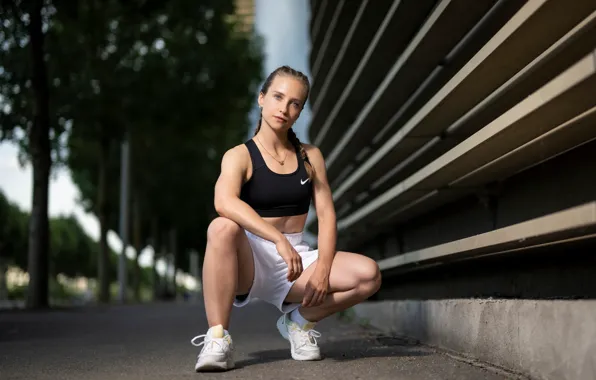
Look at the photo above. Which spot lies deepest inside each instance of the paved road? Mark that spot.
(153, 342)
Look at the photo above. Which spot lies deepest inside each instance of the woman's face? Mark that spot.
(283, 102)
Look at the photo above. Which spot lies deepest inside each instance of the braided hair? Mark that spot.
(292, 138)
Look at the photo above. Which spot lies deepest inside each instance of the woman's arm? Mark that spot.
(227, 196)
(325, 209)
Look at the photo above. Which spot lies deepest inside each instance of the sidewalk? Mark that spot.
(153, 342)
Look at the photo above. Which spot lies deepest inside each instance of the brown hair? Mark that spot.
(287, 70)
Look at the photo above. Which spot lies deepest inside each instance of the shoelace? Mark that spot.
(308, 337)
(206, 342)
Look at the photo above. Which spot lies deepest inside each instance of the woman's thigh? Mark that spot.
(347, 272)
(224, 237)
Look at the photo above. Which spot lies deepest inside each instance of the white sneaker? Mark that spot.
(217, 352)
(303, 342)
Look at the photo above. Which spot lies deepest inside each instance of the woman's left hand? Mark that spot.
(316, 288)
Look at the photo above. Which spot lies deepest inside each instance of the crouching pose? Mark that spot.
(255, 249)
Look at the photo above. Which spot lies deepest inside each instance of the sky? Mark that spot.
(284, 27)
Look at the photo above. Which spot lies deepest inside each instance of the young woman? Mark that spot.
(255, 248)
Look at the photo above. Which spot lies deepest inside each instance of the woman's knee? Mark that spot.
(223, 229)
(370, 276)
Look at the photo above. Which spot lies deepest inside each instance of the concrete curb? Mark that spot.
(542, 339)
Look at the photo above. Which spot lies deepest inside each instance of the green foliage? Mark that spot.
(175, 77)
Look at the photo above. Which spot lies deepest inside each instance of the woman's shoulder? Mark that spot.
(237, 155)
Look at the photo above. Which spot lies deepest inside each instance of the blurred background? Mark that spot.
(114, 116)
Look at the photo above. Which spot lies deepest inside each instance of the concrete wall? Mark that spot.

------------------------------------------------------------------------

• **Your goal**
Working from the material above, transcribe it exactly while omitting pictures.

• **Task answer**
Look at the photo above. Which spot lies deepest inside each instance of the paved road? Mark that spot.
(153, 342)
Look at the photo above. Which spot lies deepest inside each instance of the woman's face? Mark that spot.
(283, 102)
Look at the photo above. Which spot lies deepest inside each instance of the braided hair? Mark that spot.
(292, 138)
Look at the photo above. Which spot lies deepest inside each instance of the woman's arm? Mark that spot.
(227, 196)
(325, 209)
Look at the photo above. Which spot lies deepest inside each instance of the sidewalk? Mark that spot.
(153, 342)
Look at the photo above. Which spot lies deepest inside each instance of the brown hair? Mark that spot.
(287, 70)
Look at the photo above. Which spot lies deepest inside each instance of the shoelace? Mark that spot.
(308, 337)
(206, 342)
Look at the photo above. Which spot lies deepest inside each instance of the woman's thigh? Mark that spot.
(347, 272)
(224, 237)
Look at the photo above. Which spot lies deepest inside each instance of the white sneaker? Mark that spot.
(217, 352)
(303, 342)
Look at the photo above. Which spot lies deepest inside each instance of the woman's left hand? Mark that spot.
(316, 288)
Look at the photo above. Which spot lies deepest inside each instance of the crouching pose? Mark that spot.
(255, 249)
Look at the photo above. Which spot lies deepest inside each instance of the sky? Mark that spot.
(284, 27)
Look at the photo above. Which spot lies deepest inside each instance of the young woman? Mark that spot.
(255, 248)
Look at the photo above. Which spot lies deepest inside each instance of the woman's knee? Mark that spot.
(223, 229)
(370, 276)
Look at the photo above. Which spot lies deepest inside each instance of the concrete curb? Mark that spot.
(542, 339)
Look at the photo above. Which spot lies deepest inside each instance of the green foliage? Mark that spot.
(175, 77)
Look at the photo above. Which spot lies deepest inside each instance of the woman's shoulder? Mark that spot.
(237, 155)
Look at the photo above. Which spot lies deepest inside each instance of the blurred background? Mark that spot.
(114, 116)
Look at the photo above. Which spot lies deepest inside each instance of the concrete wall? Mark that spot.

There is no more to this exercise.